• Document source:
----------

Natalia Gontcharova, Verger en automne, h/t, 71, 8 x 103, 3 , 1909
Cette toile figurait dans la première exposition du groupe cézanniste-primitiviste fauve « Le Valet de Carreau » à Moscou en 1910-1911. Natalia Gontcharova (1881-1962) était attirée par les travaux de la campagne et a créé autour de 1910 un cycle de peinture paysannes unique au monde. La cueillette des fruits, comme ici sur ce tableau, est un sujet très important dans sa création. L’artiste traite de façon primitiviste, dans la structure de l’œuvre, les personnes et les paysages qui sont libérés de tout mimétisme. La Gontcharova primitiviste est solaire, ici c’est un soleil automnal avec la dominante de différentes nuances de jaune qui jouent avec les rouges, les verts, les noirs. L’artiste a su dans toute sa création picturaliser le décorativisme de l’art populaire de son pays. C’est une instrumentation purement picturale du monde visible. De tous les néo-primitivistes russes, Natalia Gontcharova est la plus naturellement mystique, la plus accordée avec la civilisation et la culture de la Russie.
Ilia MACHKOV, Nature morte. Fruits sur un plat, h/t, 80, 5 x 116, 2, 1810
Cette nature morte d’Ilia Machkov (1881-1944) s’appelait d’abord Les prunes bleues. Elle est typique de l’esthétique cézanniste-primitiviste-fauve du mouvement « Le Valet de carreau » dont l’artiste a été un des premiers fondateurs en 1910. ‘Le Valet de carreau » donne une grande place, inconnue auparavant, à la nature morte. Dmitri Sarabianov a bien noté ce que représentait cette nouvelle esthétique russe : « Utilisant les conquêtes de Cézanne, parfois de Matisse et de quelques autres peintres français [les peintres du Valet de carreau] rendaient à l’objet sa masse, son volume, sa forme traditionnelle, visaient à une synthèse de la couleur et de la forme. » La polychromie de la toile de Machkov provient de l’art populaire russe. D’elle émane une succulence visuelle affirmée. Le dynamisme de l’ensemble est rendu par le contraste des coloris et de la table présentée en oblique, couverte d’une nappe à un blanc-gris improbable. Cette toile a été exposée au Salon d’automne parisien de 1910 et Valentin Sérov écrit de Paris à Ivan Morozov:
Ilia Machkov, Autoportrait, h/t, 137 x 107, 1911
Machkov est un des fondateurs du « Valet de carreau » qui a peint comme une affiche de ce mouvement une toile représentant son autoportrait et le portrait de l’autre fondateur, Piotr Kontchalovski, comme des athlètes musclés à demi nus, symbolisant le nouveau peintre, plein de vitalité, d’affirmation sensualiste du monde, d’humour, de théâtralisation et de carnavalisation de la vie. Machkov vient d’une famille de cosaques du Don, majoritairement des Ukrainiens russifiés, au folklore et aux coutumes hyperboliques. Machkov se représente sur cet Autoportrait comme un Turc européanisé avec un mélange humoristique d’exotisme oriental (le fez, le noir des cils, des yeux, de la moustache, du col pompeux d’un costume cossu), de primitivisme avec la confrontation d’un bateau à voiles géométrisé sortant du tableau vers la gauche et d’un bateau à vapeur, symbole de la civilisation commerciale moderne, sortant du tableau vers la droite. Le procédé du « sdvig » (décalage) est ici employé tout particulièrement dans la peinture des yeux. À partir du célèbre Christ Pantocrator du VIe siècle se trouvant au monastère sinaïque Sainte-Catherine avec sa dissymétrie théandrique des yeux, les avant-gardistes russes ont souvent introduit cette dissymétrie dans leurs portraits (un œil tourné vers le visible et un autre vers l’inapparent).

----------

• Objectif: Selon le document source, d'où provient le dynamisme de la nature morte de Machkov intitulée « Fruits sur un plat » ? Répondez en une à trois phrases.

• Section des données:

----------

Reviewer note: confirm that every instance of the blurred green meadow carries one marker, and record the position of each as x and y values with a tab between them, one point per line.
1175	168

----------

• Exercice corrigé: Le dynamisme de l'ensemble provient du contraste des coloris et de la table présentée en oblique, couverte d'une nappe d'un blanc-gris improbable.